--- Data shown Enclosed Below ---
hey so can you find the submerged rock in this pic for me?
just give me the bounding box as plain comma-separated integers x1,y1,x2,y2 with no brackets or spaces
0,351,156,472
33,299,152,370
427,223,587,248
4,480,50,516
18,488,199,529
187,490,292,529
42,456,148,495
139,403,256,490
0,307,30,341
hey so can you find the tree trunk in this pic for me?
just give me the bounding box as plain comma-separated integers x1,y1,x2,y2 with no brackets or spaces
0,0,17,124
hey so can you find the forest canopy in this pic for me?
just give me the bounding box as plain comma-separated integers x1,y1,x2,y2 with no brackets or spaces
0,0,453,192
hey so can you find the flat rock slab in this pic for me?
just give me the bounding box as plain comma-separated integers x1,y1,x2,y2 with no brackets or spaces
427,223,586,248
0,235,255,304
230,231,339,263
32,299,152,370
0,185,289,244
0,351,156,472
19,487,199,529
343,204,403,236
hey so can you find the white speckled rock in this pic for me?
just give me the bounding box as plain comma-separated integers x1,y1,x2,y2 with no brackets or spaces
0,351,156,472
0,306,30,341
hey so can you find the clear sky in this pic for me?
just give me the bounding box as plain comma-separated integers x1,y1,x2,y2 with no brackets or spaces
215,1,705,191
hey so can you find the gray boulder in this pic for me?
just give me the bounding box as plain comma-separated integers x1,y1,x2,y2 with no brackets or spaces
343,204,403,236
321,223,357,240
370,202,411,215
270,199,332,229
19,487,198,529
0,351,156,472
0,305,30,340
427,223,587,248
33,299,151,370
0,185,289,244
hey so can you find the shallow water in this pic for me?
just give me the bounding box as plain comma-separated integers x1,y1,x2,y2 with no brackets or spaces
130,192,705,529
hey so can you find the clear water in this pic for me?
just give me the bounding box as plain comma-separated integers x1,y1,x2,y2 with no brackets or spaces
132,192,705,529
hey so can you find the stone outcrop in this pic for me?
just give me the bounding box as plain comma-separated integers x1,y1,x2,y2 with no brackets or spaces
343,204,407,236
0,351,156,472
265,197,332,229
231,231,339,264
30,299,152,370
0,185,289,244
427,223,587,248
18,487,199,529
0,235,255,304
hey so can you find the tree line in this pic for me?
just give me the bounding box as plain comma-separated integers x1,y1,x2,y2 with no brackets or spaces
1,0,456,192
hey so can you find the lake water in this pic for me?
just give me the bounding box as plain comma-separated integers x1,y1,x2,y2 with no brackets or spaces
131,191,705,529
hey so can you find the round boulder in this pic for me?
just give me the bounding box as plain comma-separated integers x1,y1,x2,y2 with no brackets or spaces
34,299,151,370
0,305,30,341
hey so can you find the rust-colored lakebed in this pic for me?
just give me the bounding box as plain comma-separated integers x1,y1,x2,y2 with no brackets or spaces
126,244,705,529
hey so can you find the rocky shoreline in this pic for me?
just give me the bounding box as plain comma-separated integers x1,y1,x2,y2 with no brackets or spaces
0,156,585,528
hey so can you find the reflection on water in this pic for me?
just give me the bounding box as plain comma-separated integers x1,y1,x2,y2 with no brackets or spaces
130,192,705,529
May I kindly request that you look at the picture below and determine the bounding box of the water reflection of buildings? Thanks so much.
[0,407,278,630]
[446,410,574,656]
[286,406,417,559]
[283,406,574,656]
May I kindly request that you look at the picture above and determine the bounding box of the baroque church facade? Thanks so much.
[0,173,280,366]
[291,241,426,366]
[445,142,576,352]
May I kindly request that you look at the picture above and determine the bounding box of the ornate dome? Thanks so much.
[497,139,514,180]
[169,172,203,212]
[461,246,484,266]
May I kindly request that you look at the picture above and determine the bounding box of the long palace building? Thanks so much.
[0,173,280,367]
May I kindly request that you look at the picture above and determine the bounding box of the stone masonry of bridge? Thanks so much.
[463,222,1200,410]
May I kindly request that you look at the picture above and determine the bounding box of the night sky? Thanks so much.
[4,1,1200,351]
--- End of Enclosed Data shown ---
Return, exactly, the lines from the first line of the records above to the line containing "hey so can you find the stone", both included.

Solution for this problem:
hey so can you find the submerged rock in this pic for me?
just give me the bounding box as plain comma-separated integers x1,y1,x2,y2 with no brackets or spaces
0,351,156,472
33,299,152,370
427,223,587,248
4,480,50,516
18,488,199,529
187,490,292,529
42,456,148,495
139,403,256,490
0,307,30,341
hey so can you find the tree trunk in this pic for me?
just give me the bounding box as plain comma-separated integers x1,y1,x2,y2 with no brackets or spaces
0,0,17,124
hey so can you find the forest canopy in this pic for me?
just give me the bounding box as plain comma-separated integers x1,y1,x2,y2 with no brackets or spaces
0,0,453,192
hey so can you find the flat rock slab in this pic for me?
just give me the bounding box as plain comma-separated integers x1,y1,x2,y2 with no brackets or spaces
427,223,586,248
0,235,255,304
230,231,339,263
32,299,152,370
0,185,289,244
0,351,156,472
19,487,199,529
343,204,403,236
hey so can you find the white speckled rock in this pic for me?
just give me the bounding box as plain comma-separated integers x1,y1,x2,y2 with no brackets or spaces
0,351,156,472
0,306,30,341
hey so can you find the clear sky in this pic for me?
just give me the bounding box as plain comma-separated integers x1,y1,x2,y2 with no brackets or spaces
215,1,705,191
hey so can you find the gray boulder in this pic for me?
just give me the bounding box as plain comma-separated integers x1,y1,x2,y2 with no brackets or spaces
343,204,403,236
321,223,357,240
370,202,411,215
270,199,332,229
19,487,198,529
0,351,156,472
0,305,30,340
427,223,587,248
33,299,151,370
0,185,289,244
hey so can you find the shallow water in this pic for me?
just give me the bounding box as plain comma-separated integers x1,y1,x2,y2 with no brackets or spaces
130,192,705,529
hey so can you find the clear water in this pic for me?
just give me the bounding box as plain comma-separated integers x1,y1,x2,y2 with no brackets or spaces
132,192,705,529
hey so can you find the stone outcrop in this pic for me?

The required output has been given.